Posts Tagged ‘excel’

High-performing teams vs. not-invented-here syndrome

A few months ago, being particularly frustrated by yet-another-bug and yet-another-limitation of a library used in one of my team’s systems, I remembered a story about the Excel dev team and dug up In Defense of Not-Invented-Here Syndrome, which I read years ago. I didn’t think much of the essay when I first read it but now, having been in the industry for a while, I have a greater appreciation for it.

NIH syndrome is generally looked at in a negative light and for good reason; companies and teams that are too insular and reject ideas or technologies from the outside can find themselves behind the curve. However, there’s a spectrum here and, at the opposite end, heedless adoption of things from the outside can put companies and teams in an equally precarious position.

So, back to the story of the Excel development team:

“The Excel development team will never accept it,” he said. “You know their motto? ‘Find the dependencies — and eliminate them.’ They’ll never go for something with so many dependencies.”

Coordinate labeling data
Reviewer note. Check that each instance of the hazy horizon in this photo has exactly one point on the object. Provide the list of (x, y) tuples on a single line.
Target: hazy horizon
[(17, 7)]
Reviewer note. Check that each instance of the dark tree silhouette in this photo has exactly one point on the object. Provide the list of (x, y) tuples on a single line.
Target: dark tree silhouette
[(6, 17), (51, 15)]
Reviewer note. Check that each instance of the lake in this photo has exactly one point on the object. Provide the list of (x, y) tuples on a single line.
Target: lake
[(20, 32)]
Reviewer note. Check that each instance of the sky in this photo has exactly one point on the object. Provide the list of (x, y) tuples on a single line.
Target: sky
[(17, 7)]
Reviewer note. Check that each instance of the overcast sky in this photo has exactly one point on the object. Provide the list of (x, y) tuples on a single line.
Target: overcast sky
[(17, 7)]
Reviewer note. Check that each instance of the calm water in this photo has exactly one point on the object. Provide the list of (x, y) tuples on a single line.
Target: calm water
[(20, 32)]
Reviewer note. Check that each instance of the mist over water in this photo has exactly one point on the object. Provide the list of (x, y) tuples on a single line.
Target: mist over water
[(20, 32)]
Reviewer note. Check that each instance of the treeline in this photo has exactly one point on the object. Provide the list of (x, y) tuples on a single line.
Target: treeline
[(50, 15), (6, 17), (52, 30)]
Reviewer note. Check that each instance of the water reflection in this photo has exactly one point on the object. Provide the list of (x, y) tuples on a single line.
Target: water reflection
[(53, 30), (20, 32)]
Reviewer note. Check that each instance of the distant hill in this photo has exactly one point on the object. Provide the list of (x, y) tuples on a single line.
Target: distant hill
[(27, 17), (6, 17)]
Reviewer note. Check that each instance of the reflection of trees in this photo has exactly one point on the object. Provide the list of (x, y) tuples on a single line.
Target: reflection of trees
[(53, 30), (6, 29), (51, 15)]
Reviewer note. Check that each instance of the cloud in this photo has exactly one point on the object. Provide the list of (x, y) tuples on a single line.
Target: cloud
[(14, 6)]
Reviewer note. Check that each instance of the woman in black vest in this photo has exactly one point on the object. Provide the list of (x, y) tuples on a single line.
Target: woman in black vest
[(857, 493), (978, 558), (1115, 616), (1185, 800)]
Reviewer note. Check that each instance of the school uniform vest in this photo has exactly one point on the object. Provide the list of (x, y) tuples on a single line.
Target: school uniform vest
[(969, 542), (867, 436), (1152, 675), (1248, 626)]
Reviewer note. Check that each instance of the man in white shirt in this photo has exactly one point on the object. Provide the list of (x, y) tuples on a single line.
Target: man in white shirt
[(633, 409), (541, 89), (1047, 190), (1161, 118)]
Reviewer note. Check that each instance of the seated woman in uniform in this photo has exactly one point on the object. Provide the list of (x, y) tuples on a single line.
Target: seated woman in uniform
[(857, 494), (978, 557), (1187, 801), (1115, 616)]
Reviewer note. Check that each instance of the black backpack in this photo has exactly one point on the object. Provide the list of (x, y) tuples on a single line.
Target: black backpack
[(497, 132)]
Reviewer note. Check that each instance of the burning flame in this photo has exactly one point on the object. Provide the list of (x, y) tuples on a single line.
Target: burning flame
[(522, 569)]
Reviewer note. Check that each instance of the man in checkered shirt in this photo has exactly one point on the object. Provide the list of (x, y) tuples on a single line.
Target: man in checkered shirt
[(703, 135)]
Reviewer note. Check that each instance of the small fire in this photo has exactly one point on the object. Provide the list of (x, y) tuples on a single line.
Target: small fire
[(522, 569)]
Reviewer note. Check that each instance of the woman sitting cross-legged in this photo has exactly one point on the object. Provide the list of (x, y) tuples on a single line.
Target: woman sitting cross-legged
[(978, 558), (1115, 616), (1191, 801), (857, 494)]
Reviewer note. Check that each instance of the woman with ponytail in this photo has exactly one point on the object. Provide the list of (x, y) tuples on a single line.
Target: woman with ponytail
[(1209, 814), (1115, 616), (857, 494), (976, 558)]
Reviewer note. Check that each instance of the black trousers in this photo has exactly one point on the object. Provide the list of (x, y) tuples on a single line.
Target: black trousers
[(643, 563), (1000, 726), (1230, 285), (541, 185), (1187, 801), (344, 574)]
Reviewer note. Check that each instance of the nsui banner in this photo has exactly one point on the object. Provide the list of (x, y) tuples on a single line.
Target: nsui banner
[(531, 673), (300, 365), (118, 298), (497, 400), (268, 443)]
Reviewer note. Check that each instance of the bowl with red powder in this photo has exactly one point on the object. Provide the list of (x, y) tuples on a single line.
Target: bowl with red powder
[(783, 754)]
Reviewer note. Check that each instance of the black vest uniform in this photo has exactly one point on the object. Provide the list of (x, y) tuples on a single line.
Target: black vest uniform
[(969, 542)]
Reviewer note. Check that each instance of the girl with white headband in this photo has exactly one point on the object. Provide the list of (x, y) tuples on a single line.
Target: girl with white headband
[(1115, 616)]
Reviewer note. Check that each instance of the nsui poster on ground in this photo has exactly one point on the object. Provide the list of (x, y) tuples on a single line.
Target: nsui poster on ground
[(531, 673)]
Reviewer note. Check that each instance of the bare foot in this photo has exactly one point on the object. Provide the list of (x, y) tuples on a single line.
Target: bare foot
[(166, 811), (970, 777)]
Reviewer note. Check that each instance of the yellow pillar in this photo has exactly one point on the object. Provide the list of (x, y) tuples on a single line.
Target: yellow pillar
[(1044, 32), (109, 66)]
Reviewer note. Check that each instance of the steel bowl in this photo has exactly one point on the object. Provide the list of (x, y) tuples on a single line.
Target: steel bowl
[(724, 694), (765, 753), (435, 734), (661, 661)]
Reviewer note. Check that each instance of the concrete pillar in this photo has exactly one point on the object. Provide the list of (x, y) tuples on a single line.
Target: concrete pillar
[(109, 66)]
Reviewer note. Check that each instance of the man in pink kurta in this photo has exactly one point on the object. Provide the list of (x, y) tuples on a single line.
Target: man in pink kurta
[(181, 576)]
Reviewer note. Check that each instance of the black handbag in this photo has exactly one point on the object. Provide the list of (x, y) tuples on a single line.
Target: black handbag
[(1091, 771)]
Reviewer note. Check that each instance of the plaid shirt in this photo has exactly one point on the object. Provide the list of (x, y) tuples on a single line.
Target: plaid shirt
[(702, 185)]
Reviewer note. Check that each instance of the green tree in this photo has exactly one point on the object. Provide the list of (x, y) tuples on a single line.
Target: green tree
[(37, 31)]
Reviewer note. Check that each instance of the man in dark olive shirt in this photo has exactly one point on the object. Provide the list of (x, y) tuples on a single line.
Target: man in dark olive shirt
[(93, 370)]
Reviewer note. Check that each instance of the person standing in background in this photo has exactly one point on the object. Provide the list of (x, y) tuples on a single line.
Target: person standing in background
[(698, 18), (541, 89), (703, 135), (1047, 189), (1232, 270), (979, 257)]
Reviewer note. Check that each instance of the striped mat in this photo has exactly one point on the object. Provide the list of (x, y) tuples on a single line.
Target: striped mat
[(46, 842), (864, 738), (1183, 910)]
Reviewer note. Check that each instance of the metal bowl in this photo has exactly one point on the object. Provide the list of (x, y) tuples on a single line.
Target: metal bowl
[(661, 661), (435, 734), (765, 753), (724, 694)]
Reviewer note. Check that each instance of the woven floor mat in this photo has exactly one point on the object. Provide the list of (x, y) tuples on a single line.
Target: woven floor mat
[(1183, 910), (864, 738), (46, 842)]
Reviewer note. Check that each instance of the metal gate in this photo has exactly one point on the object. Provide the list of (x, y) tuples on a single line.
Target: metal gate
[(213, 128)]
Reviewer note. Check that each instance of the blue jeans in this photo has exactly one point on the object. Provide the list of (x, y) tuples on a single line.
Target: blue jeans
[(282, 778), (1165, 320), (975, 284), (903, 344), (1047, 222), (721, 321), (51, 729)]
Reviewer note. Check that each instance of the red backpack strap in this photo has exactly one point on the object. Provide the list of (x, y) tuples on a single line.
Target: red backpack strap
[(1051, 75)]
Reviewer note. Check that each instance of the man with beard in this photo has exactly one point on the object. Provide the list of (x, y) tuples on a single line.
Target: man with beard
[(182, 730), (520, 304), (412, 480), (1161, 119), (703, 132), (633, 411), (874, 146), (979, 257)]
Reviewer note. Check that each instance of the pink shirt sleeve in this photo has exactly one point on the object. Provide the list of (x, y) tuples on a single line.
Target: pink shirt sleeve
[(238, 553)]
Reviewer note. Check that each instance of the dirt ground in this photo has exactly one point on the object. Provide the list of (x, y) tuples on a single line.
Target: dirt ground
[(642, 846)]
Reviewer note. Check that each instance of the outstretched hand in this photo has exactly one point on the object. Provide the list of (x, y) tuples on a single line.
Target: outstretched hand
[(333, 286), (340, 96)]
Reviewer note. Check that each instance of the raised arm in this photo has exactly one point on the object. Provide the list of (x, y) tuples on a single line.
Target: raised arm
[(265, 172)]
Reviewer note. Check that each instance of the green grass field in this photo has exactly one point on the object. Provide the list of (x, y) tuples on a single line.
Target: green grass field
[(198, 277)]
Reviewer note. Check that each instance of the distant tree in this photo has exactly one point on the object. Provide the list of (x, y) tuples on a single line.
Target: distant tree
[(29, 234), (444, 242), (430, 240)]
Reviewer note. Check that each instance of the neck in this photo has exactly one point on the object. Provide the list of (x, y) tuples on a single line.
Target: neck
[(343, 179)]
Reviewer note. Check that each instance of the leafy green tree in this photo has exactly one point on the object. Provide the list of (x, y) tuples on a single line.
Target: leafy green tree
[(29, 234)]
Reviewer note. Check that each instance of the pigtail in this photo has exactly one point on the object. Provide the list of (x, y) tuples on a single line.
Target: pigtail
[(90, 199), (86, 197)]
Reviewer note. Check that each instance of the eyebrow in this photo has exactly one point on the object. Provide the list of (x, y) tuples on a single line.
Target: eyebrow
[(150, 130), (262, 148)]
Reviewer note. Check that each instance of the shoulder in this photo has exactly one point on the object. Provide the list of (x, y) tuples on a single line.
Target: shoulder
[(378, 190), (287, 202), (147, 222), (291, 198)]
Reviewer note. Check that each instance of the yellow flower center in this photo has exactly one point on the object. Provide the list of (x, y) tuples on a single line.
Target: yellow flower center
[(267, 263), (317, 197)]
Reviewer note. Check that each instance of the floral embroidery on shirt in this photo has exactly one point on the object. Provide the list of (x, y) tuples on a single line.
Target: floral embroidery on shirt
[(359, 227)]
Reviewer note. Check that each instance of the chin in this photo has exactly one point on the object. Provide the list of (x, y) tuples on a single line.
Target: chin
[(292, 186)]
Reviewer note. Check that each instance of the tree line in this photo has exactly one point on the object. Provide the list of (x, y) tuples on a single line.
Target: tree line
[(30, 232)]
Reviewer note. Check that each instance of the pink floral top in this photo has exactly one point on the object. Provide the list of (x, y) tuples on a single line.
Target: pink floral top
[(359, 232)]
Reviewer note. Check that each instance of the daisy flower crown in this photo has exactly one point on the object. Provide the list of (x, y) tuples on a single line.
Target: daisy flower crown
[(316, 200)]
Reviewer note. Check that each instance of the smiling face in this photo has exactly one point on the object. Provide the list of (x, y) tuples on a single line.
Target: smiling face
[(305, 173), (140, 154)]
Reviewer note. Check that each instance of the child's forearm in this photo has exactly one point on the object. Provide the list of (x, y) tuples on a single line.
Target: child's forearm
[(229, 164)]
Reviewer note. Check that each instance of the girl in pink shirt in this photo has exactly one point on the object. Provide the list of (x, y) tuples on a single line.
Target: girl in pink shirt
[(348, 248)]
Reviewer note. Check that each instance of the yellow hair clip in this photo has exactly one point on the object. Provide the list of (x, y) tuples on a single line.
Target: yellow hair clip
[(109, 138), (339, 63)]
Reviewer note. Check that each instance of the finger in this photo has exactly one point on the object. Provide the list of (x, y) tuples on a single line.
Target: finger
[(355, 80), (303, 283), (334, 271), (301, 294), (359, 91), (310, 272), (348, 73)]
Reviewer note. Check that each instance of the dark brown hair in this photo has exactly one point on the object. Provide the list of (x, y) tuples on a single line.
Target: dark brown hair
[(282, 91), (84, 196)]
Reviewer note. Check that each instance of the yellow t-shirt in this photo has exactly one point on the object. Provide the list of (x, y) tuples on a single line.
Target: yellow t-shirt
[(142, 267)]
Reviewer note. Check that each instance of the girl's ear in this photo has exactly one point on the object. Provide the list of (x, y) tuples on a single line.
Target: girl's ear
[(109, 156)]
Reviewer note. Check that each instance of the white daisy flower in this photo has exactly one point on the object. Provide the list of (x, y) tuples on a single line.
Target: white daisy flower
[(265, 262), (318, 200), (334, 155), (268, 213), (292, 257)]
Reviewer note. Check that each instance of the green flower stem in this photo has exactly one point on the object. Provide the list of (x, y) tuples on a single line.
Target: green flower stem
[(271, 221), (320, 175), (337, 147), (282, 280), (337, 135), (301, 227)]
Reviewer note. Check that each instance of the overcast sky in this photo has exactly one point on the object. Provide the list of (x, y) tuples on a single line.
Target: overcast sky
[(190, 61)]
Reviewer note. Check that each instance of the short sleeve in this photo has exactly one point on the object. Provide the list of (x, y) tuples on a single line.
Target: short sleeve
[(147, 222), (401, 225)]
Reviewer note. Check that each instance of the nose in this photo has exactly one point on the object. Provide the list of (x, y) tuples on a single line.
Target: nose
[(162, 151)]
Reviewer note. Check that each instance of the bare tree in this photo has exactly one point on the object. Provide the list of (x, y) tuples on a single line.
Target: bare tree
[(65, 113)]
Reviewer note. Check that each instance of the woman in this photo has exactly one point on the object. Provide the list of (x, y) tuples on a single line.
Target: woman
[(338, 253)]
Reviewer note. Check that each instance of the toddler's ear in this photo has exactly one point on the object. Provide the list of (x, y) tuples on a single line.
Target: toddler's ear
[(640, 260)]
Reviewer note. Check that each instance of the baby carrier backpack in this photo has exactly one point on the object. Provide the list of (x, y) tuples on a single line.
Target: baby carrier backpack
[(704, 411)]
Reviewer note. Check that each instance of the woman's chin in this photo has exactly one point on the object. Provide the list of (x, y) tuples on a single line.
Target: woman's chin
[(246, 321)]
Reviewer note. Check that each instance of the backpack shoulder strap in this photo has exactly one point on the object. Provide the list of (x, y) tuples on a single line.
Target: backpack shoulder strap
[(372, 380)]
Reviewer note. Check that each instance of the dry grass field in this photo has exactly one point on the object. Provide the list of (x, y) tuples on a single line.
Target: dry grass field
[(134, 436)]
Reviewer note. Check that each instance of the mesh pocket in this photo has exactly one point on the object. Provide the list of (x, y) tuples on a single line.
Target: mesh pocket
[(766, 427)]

- **Task set**
a. In the post on not-invented-here syndrome, what motto is attributed to the Excel development team?
b. Extend the post on not-invented-here syndrome, picking up right after its final sentence.

- **Exercise results**
a. "Find the dependencies — and eliminate them."

b.
Dealing with dependencies is a reality of software engineering, perhaps even more-so now than in the past, and for good reason, there’s a world of functionality that can simply be plugged into a project, saving significant amounts of time and energy. However, there’s a number of downsides as well:

  • Your team doesn’t control control the evolution or lifecycle of that dependency
  • Your team doesn’t control the quality of that that dependency
  • Your team doesn’t have knowledge of how that dependency does what it does

When something breaks or you hit a limitation, your team is suddenly spending a ton of time trying to debug an issue that originates from a codebase they’re not familiar with and, once there’s an understanding of the issue, coding some ugly hack to get the dependency to behave in a more reasonable way. So when a team has the resources it’s not unreasonable to target elimination of dependencies for:

  • A healthier codebase
  • A codebase that is more easily understood and can be reasoned about

These 2 points invariably lead to a higher performing team. In the case of the Excel dev team:

The Excel team’s ruggedly independent mentality also meant that they always shipped on time, their code was of uniformly high quality, and they had a compiler which, back in the 1980s, generated pcode and could therefore run unmodified on Macintosh’s 68000 chip as well as Intel PCs.

Finally, Joel’s recommendation on what shouldn’t be a dependency and be done in-house:

Pick your core business competencies and goals, and do those in house.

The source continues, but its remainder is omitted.